• _WRITTEN REQUEST_
Lay out the material from the line containing "shoreline, one per animal or object that matches." through the line containing "on the volcanic" as a JSON list of strings, with one string per line and blank lines skipped.

• _EXTRACTED DATA_
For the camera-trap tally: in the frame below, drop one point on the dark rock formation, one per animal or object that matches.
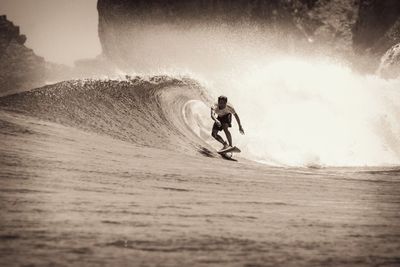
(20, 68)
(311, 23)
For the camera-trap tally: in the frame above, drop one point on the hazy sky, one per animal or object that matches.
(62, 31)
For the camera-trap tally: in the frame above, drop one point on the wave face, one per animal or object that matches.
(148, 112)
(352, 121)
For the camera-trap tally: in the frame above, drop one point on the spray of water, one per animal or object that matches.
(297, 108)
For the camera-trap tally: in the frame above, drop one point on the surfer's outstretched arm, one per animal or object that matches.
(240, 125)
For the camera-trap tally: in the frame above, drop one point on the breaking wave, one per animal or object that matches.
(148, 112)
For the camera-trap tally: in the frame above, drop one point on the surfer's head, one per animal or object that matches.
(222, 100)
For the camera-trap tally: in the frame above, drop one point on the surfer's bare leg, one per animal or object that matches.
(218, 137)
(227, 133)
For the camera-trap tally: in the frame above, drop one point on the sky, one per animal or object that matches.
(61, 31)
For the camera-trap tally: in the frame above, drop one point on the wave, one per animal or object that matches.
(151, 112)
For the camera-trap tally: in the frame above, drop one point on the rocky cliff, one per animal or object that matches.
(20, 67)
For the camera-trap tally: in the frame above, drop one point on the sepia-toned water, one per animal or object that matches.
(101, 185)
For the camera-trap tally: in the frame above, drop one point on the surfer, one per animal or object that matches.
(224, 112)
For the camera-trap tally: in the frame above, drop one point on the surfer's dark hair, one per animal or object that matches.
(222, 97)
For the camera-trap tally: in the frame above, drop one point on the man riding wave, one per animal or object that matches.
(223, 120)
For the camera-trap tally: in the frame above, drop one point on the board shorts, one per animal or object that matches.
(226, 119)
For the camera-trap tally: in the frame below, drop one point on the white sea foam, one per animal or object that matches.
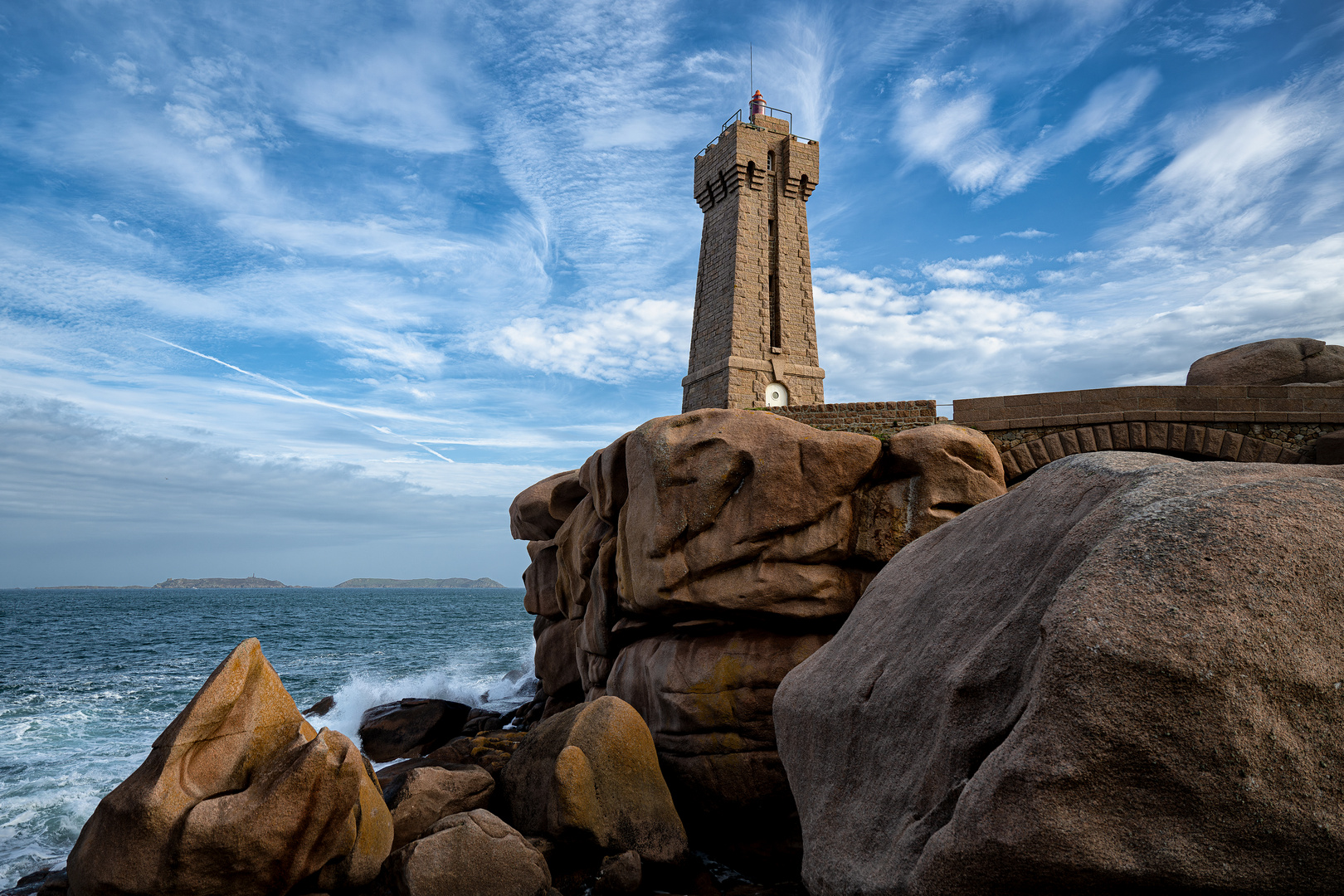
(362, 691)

...

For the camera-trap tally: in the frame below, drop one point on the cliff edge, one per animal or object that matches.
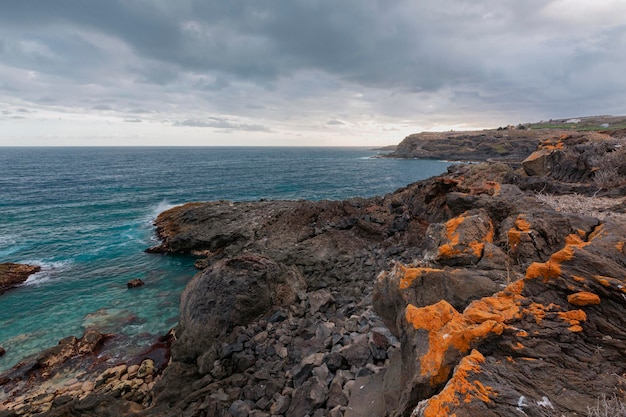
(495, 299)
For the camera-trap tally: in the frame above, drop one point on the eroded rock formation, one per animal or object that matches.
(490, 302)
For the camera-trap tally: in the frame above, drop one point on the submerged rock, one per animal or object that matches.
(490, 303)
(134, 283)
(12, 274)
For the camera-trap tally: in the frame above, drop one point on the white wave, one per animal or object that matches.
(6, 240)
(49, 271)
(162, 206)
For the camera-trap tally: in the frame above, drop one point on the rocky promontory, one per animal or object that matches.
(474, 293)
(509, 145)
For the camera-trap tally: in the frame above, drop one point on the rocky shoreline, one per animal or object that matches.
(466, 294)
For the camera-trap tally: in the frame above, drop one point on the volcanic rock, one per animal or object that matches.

• _EXPECTED OUTPUT_
[
  "For the camera-trap tally: in the frame above, drop one point on the rocky shoreline, one per animal or object that matches.",
  "(466, 294)",
  "For the camera-trap tally: in the frame above, drop one point on the volcanic rock, one per animal or object that matches."
]